Design#
The plugin is centered around two concepts: pseudopotentials and pseudopotential families.
The two concepts are further explained below, especially focusing on how they are implemented in aiida-pseudo
, what assumptions are made, and what the limitations are.
Pseudopotentials#
Pseudopotentials are implemented as data plugins, and the base class is PseudoPotentialData
.
Pseudopotentials are assumed to be defined by a single file on disk and represent a single chemical element.
As such, each pseudopotential node, has to have two attributes: the md5 of the file that it represents and the symbol of chemical element that the pseudopotential describes.
The latter follows IUPAC naming conventions defined as elements
in the module aiida.common.constants
of aiida-core
.
PseudoPotentialData
functions as a base class and does not represent an actual existing pseudopotential format.
It is possible to create a family of PseudoPotentialData
nodes, but since the element cannot be parsed from the file content itself, it will have to be done from the filename, so the filename has to have the format CHEMICAL_SYMBOL.EXTENSION
, for example Ar.pseudo
.

**Objectives**
1. In the design text, what two attributes must each pseudopotential node have?
2. From the design text, copy out word for word the passage that opens with the words containing "The two concepts" and closes with "single chemical element.".

**Supplied records**
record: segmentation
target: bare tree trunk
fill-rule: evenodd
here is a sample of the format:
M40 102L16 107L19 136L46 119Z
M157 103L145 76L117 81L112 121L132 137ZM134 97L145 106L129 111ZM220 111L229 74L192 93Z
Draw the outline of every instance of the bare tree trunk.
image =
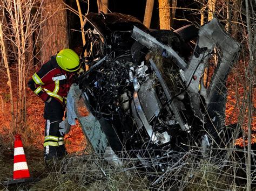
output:
M153 7L154 6L154 0L147 0L146 8L145 9L143 24L148 28L150 28Z
M14 117L14 96L12 95L12 87L11 85L11 74L10 73L10 69L9 68L8 61L7 60L7 55L6 54L6 49L5 48L3 33L2 29L2 22L0 23L0 44L1 45L2 55L2 58L4 59L4 66L7 72L7 76L8 77L8 81L7 82L7 85L9 88L10 92L10 100L11 101L11 125L13 131L15 130L15 117Z
M175 17L176 13L176 7L177 6L177 0L172 0L172 11L171 18L171 26L173 26L173 18Z
M227 22L226 23L226 26L225 26L225 30L228 33L230 33L230 30L231 30L231 6L230 6L230 0L227 0L226 1L226 4L227 4Z
M42 29L41 59L43 62L58 51L68 47L66 10L62 0L45 0L45 22Z
M82 14L82 11L81 11L81 8L80 8L80 4L79 3L78 0L76 0L77 2L77 9L78 9L78 13L79 13L79 17L80 19L80 25L81 25L81 34L82 34L82 39L83 40L83 46L84 46L85 45L86 41L85 41L85 34L84 34L84 23L86 20L83 20L83 15ZM89 3L88 2L88 4ZM89 5L88 5L89 6ZM86 56L87 55L87 52L86 51L84 52L84 56ZM87 71L89 69L89 66L87 65L85 66L85 70Z
M242 2L241 0L234 0L232 6L231 11L231 26L230 33L233 38L236 39L237 37L238 23L239 14L241 13L241 9L242 8Z
M205 21L205 0L200 0L201 9L200 10L200 25L202 26L204 24Z
M158 0L160 29L171 29L171 10L169 0Z
M251 6L251 8L250 6ZM255 55L255 44L256 40L253 39L253 38L256 36L256 30L255 29L255 23L254 24L251 24L251 18L255 18L254 15L254 11L252 3L250 4L248 1L245 1L245 9L246 15L246 24L248 32L248 44L249 49L249 65L247 67L247 81L248 83L248 89L247 93L247 104L248 104L248 146L247 146L247 161L246 162L246 175L247 175L247 190L251 190L251 152L252 152L252 144L251 144L251 136L252 136L252 121L253 117L253 83L254 82L254 67L255 60L256 59ZM253 29L254 30L254 34L253 33Z
M98 5L98 11L106 14L107 13L107 8L109 7L109 0L97 0L97 4Z
M0 1L0 6L1 9L0 9L0 22L1 22L2 24L2 34L4 34L6 33L6 31L8 30L6 29L6 26L8 25L8 23L6 22L6 19L5 19L5 16L4 14L4 9L2 6L2 1ZM5 48L5 49L8 51L8 45L7 43L7 40L6 39L5 39L4 37L3 37L3 41L1 42L1 43L4 43L4 47ZM5 53L5 54L7 55L7 60L9 62L9 56L8 56L8 52ZM2 58L1 58L1 59Z
M208 21L210 21L213 18L215 4L216 0L208 0Z

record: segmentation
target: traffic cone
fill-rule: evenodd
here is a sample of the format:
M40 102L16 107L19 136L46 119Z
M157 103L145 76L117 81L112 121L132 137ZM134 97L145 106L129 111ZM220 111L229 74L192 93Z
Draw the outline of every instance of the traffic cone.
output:
M21 135L17 134L14 140L14 179L4 182L4 185L30 182L33 181L33 179L30 178Z
M30 178L20 135L14 141L14 180Z

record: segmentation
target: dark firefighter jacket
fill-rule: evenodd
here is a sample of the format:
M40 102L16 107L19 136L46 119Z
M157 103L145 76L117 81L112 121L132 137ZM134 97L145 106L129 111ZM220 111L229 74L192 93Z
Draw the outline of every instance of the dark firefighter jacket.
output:
M59 66L56 56L52 56L33 75L28 85L44 102L52 97L64 103L72 83L71 75Z

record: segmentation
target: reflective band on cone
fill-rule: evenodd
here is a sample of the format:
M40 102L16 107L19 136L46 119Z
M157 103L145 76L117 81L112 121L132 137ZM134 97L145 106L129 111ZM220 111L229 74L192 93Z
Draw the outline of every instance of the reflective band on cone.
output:
M16 135L14 141L14 180L30 177L21 135Z

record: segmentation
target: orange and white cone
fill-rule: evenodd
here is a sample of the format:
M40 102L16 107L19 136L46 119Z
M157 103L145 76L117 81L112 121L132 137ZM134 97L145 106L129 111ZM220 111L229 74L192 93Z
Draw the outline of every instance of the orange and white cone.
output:
M4 182L3 185L8 186L35 181L35 180L30 178L21 135L16 135L14 141L14 179Z
M14 141L14 180L30 178L20 135Z

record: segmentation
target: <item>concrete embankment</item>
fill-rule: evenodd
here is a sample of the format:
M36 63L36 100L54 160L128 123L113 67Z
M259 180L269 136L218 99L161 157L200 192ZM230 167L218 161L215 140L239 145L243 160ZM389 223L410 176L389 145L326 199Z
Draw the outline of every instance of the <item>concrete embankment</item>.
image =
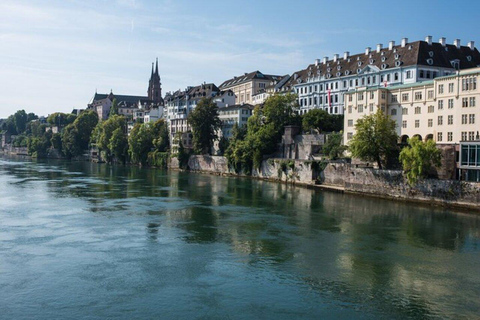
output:
M228 168L225 157L191 156L188 166L189 170L195 172L238 175ZM263 161L260 169L254 170L251 176L337 192L480 212L480 183L475 182L426 179L411 187L398 170L356 168L346 163L329 163L325 168L319 168L312 161L287 159Z

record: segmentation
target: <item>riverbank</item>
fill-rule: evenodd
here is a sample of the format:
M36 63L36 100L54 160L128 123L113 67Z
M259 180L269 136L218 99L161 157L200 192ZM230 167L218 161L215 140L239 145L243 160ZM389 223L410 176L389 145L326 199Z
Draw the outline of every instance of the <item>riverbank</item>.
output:
M252 177L308 188L480 213L480 184L426 179L410 186L400 170L357 168L347 163L328 163L323 169L312 161L269 159L263 161L261 167L251 175L245 175L230 170L227 159L219 156L191 156L188 166L192 172ZM175 169L175 165L171 167Z

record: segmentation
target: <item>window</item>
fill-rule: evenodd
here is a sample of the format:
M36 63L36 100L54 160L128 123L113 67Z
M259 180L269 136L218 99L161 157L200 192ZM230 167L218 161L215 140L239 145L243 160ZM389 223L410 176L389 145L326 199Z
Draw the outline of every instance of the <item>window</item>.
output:
M438 93L443 93L443 84L438 85Z
M453 116L448 116L448 124L453 124Z

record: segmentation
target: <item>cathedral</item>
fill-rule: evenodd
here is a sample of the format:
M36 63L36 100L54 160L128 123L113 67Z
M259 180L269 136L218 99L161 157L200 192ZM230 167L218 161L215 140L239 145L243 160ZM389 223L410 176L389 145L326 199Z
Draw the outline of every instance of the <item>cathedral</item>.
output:
M118 114L129 118L135 118L136 115L144 114L152 109L162 109L163 112L162 83L158 73L158 58L155 63L152 63L147 96L119 95L112 91L109 94L95 92L87 105L87 109L97 112L99 120L106 120L114 100L117 103Z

**In response**
1. Each node must have the md5 of the file it represents and the symbol of the chemical element the pseudopotential describes.

2.
The two concepts are further explained below, especially focusing on how they are implemented in aiida-pseudo
, what assumptions are made, and what the limitations are.
Pseudopotentials#
Pseudopotentials are implemented as data plugins, and the base class is PseudoPotentialData
.
Pseudopotentials are assumed to be defined by a single file on disk and represent a single chemical element.